**GIVEN INSTRUCTION:**
Images embedded in the records are excluded; print everything else exactly as given.

**ENTRIES PROVIDED:**
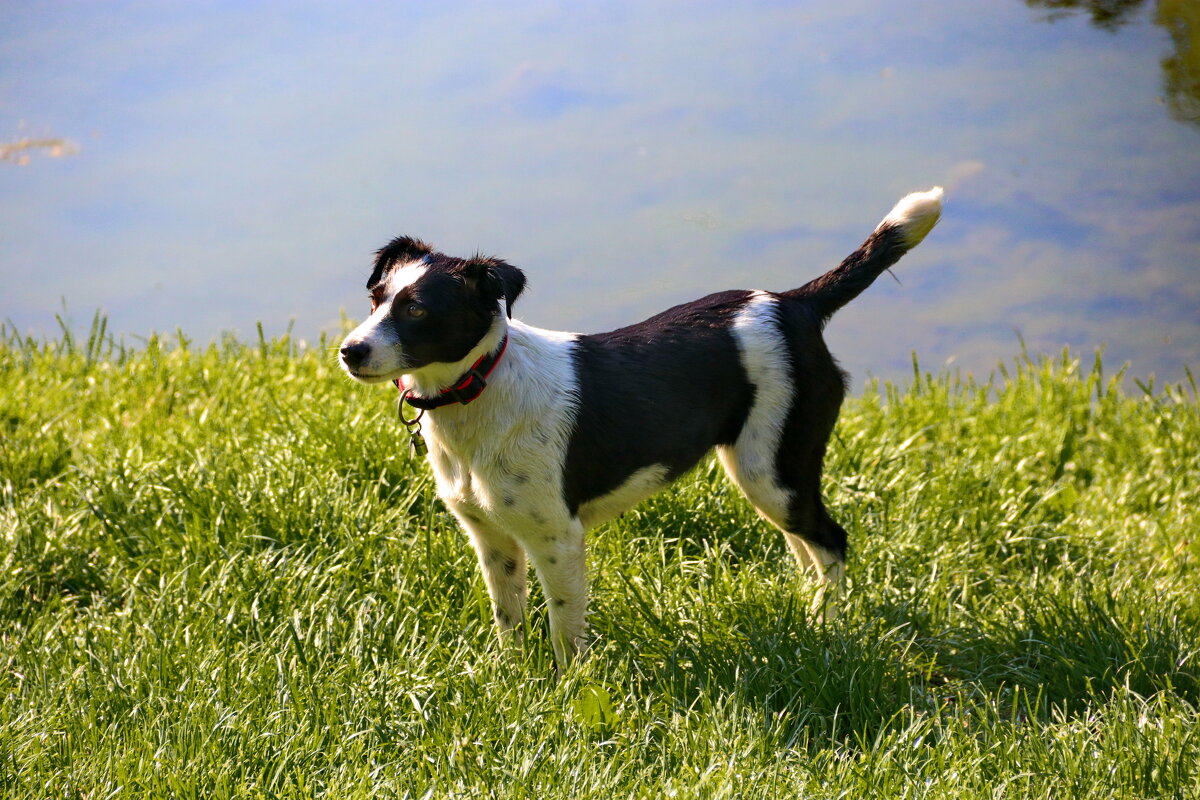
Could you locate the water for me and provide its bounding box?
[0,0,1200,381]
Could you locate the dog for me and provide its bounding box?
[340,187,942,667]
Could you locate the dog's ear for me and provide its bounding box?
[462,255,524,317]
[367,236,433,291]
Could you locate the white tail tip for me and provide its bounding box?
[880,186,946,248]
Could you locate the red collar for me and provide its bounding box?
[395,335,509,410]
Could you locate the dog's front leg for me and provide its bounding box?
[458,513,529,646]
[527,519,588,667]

**EXERCISE ANSWER:**
Could you locate the water for me and provide its bounding box?
[0,0,1200,381]
Could you locate the dog for me and provide its bounding box?
[340,187,942,667]
Could you locate the dog's ear for me and provide its bounding box?
[462,255,524,317]
[367,236,433,291]
Could you locate the white tail tip for me and provide its bounding box?
[880,186,946,248]
Could you locate the red collar for me and provide its bounding box?
[395,335,509,410]
Could you locate the dog's front leg for me and provide its bounding box?
[458,513,529,646]
[527,519,588,667]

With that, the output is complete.